:: Problem to work on ::
The response must be a precise copy of the records that follow.

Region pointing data

'''

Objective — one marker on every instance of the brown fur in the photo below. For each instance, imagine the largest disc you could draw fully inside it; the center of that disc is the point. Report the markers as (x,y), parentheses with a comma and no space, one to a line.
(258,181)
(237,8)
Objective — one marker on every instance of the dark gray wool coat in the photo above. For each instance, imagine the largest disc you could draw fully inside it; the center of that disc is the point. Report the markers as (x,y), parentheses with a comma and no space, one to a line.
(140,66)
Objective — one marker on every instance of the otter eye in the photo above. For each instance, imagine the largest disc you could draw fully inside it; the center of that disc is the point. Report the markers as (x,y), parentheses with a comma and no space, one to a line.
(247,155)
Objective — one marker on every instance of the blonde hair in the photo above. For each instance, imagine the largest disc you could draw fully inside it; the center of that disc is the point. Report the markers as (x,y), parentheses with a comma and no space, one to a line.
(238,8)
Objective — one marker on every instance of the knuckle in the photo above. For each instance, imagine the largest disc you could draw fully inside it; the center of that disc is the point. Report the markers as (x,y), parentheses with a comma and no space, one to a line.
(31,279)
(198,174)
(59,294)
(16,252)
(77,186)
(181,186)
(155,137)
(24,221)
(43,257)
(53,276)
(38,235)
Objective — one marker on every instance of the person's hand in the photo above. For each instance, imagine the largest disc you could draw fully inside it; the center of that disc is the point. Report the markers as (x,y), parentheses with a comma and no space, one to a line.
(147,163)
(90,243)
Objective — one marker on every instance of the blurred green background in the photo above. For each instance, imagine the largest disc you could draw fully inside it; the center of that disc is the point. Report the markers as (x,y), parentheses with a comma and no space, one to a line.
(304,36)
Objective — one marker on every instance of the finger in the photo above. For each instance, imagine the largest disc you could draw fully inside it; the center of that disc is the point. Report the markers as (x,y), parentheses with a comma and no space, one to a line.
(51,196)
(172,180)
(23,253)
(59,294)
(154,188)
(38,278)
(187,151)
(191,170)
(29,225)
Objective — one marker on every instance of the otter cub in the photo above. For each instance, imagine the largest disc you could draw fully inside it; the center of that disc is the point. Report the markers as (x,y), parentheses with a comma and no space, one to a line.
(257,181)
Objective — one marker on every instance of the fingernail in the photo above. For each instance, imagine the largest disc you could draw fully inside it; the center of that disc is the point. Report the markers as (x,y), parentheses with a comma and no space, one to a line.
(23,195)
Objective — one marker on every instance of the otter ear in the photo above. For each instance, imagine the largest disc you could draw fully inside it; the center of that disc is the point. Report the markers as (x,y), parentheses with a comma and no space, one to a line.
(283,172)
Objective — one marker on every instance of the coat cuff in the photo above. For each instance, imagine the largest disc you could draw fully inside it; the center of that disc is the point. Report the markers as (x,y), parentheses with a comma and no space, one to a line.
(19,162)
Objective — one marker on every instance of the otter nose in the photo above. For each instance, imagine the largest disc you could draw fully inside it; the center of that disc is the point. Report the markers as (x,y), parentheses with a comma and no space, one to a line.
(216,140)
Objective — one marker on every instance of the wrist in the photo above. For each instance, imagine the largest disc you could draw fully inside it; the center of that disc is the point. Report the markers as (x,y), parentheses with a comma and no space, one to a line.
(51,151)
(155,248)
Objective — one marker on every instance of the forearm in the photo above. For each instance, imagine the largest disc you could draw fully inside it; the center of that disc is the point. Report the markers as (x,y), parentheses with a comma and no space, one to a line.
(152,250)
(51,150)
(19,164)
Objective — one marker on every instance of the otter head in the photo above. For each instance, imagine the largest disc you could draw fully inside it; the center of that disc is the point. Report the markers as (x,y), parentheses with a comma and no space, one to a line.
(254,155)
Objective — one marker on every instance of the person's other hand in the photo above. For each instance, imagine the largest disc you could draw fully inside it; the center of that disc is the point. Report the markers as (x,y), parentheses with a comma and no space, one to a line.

'''

:: Answer to this exercise ::
Objective — one marker on every instance of the brown fur in the photo below. For each instance, imagine the largest disc you could draw fully inside it; the center of that disc is the point. Report the markers as (x,y), parentheses with a comma and no space, one to a line.
(258,181)
(237,8)
Objective — one marker on every instance of the dark gray wool coat in the photo above. For each instance, imagine the largest disc you could draw fully inside it; the center of that disc is the point. Report the markers as (x,y), parentheses with a comma and no space, one to a line.
(140,66)
Objective — one marker on every instance of the otter eye in the photo above. For each instance, imagine the largest disc you could draw fully inside it; the center of that disc is the point. Report the markers as (x,y), parentheses with a comma and no space, one to a line.
(247,155)
Objective — one marker on every instance of the blonde hair in the photo above. For each instance, imagine the largest disc you could draw fully inside it; the center of that disc is the point. Report the markers as (x,y), parentheses with a comma and no space, one to a line.
(238,8)
Objective — one marker on every instance of the knuckle in the photo above. For each instance, imagine the largest disc you could draw fully inside it; the center of that disc is the point. Report the markers as (x,y), parentheses with a comma and no space, one to a line.
(31,279)
(198,174)
(59,294)
(16,252)
(77,186)
(181,186)
(155,137)
(24,221)
(43,257)
(53,276)
(38,235)
Objective — one marker on every instance of the person's hand in the photo above. For each instance, imagine the largest disc you could draw fully inside it; the center of that disc is the point. Report the markers as (x,y), parentheses with a comma and no space, one to a line.
(147,163)
(90,243)
Objective — one marker on every instance of the blurred green background in the photo above. For each instance, imagine the largest disc you could draw fully inside it; the center of that disc is the point. Report the markers as (x,y), parentheses with a comma and no space, one to a line.
(304,36)
Objective — one marker on every instance of the finger in the photo above. For each instance, imagine the largest disc you could draw fully inside it; the center of that disc is the point. Report the markers as (x,y), parentheses with a comma and no space, one to a line.
(51,196)
(172,180)
(23,253)
(59,294)
(154,188)
(38,278)
(187,151)
(191,170)
(29,225)
Objective — one marker on every instance of the otter cub in the photo above. For each instance, imagine the largest disc you could draw fully inside it; the center of that disc is the point. Report the markers as (x,y), parentheses with a comma and no space, one to a line.
(257,181)
Objective — one marker on every instance of the fingernail in the photo above. For each instance, imagine the largest disc you could draw fully inside it; the center of that disc is the point. Report the markers as (x,y), parentheses with a comma and no space, one to a line.
(23,195)
Objective — one marker on every instance of the otter ear in the photo above. For each instance, imagine the largest disc you could draw fully inside it; the center of that disc is the point. Report the markers as (x,y), parentheses with a comma and no space, one to a line.
(283,172)
Objective — one marker on every instance of the coat cuff in the photo above. For each instance, imagine the largest disc you could draw fully inside it; the center of that disc is the point. Report the markers as (x,y), parentheses with a comma and no space, one to a line.
(19,162)
Objective — one marker on every instance of the otter nose in the photo above. For each instance, imagine the largest disc you could draw fully inside it; the center of that disc is the point. Report the markers as (x,y), parentheses with a comma and no space, one to a line.
(216,140)
Objective — one marker on every instance of the wrist in the photo above. For each instance, imagine the largest disc you could draw fully inside it; the center of that disc is the point. Report the markers as (x,y), parentheses with a comma and no space, one to a line.
(51,151)
(155,248)
Objective — one marker on every instance of the forearm in the photo above. For each instance, imagine the largest disc you could draw fully inside it; the center of that disc is the point. Report the markers as (x,y), parentheses with a comma and no space, one to a line.
(152,250)
(51,150)
(19,164)
Objective — one marker on every instance of the otter head in the photo above. For each instance, imagine the largest disc you could draw fully inside it; the center of that disc is the point. Report the markers as (x,y), parentheses with a comma and no space, one to a line.
(254,155)
Objective — one marker on every instance of the person's other hand in the photo above. For each instance, imagine the largest disc you could draw fully inside it; the center of that disc is the point. Report the markers as (x,y), parentheses with a comma and no space, one to a line.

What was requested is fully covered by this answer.